• [ЦЕЛЬ ЗАДАНИЯ]: В каких строках записей ниже встречается слово «Please»? Найдите и перепишите каждую такую строку.

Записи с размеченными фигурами

**********

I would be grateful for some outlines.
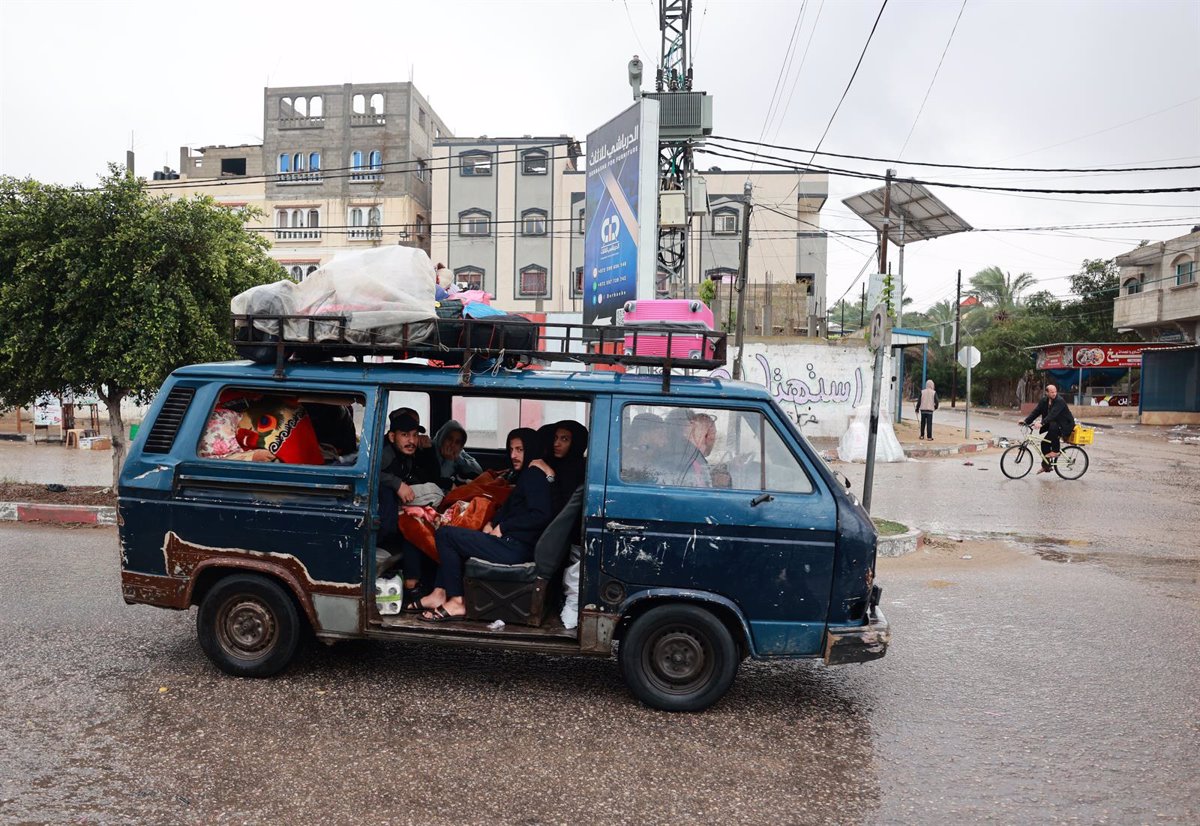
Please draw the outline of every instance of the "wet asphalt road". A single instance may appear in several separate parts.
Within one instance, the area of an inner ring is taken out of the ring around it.
[[[2,821],[1200,820],[1194,563],[940,540],[880,563],[883,660],[748,663],[672,716],[611,660],[344,644],[224,677],[194,612],[121,603],[115,535],[0,526]]]

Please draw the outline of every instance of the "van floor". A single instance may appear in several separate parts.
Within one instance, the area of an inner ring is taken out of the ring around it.
[[[400,613],[380,617],[384,630],[425,632],[433,634],[439,629],[454,632],[456,635],[488,636],[508,640],[577,640],[576,630],[568,630],[558,616],[547,617],[540,628],[506,623],[504,628],[492,630],[485,620],[449,620],[446,622],[425,622],[420,613]]]

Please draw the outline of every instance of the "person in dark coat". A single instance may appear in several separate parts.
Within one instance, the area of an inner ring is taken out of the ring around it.
[[[1021,419],[1021,424],[1028,427],[1039,415],[1042,417],[1042,427],[1038,432],[1045,433],[1042,437],[1042,443],[1046,447],[1042,453],[1045,459],[1042,461],[1038,473],[1049,473],[1050,462],[1057,459],[1062,450],[1062,437],[1069,436],[1070,431],[1075,429],[1075,417],[1072,415],[1070,408],[1067,407],[1067,400],[1058,395],[1058,388],[1054,384],[1046,384],[1046,395],[1042,397],[1032,413]]]
[[[509,455],[514,457],[514,435],[509,433]],[[493,522],[485,525],[482,531],[448,526],[434,534],[438,545],[438,575],[433,591],[421,600],[428,609],[421,615],[426,622],[446,622],[461,620],[467,613],[467,604],[462,598],[463,565],[475,557],[488,562],[514,565],[533,561],[538,538],[554,519],[553,487],[554,478],[547,477],[541,469],[530,467],[530,456],[541,455],[541,445],[536,435],[528,431],[521,439],[522,468],[517,474],[516,487],[497,511]]]

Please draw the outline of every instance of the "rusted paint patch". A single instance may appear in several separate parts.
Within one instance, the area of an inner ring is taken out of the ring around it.
[[[263,563],[270,568],[282,569],[290,575],[296,585],[307,593],[334,595],[359,595],[362,587],[354,582],[329,582],[314,580],[308,575],[308,568],[290,553],[251,551],[241,547],[210,547],[184,541],[174,531],[168,531],[162,545],[163,562],[170,576],[191,579],[197,570],[214,564],[234,568],[262,569]],[[251,562],[251,564],[246,564]]]

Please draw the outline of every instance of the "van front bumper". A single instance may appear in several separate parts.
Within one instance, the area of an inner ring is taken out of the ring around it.
[[[892,627],[878,607],[872,607],[865,626],[826,629],[826,665],[866,663],[888,653]]]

**********

• [ВЫПОЛНЕННОЕ ЗАДАНИЕ]:
Please draw the outline of every instance of the "wet asphalt road". A single instance may appear in several separate parts.
Please draw the outline of every instance of the "van floor". A single instance may appear in several separate parts.
Please draw the outline of every instance of the "person in dark coat". A single instance may appear in several separate parts.
Please draw the outline of every instance of the "rusted paint patch". A single instance may appear in several separate parts.
Please draw the outline of every instance of the "van front bumper". A single instance may appear in several separate parts.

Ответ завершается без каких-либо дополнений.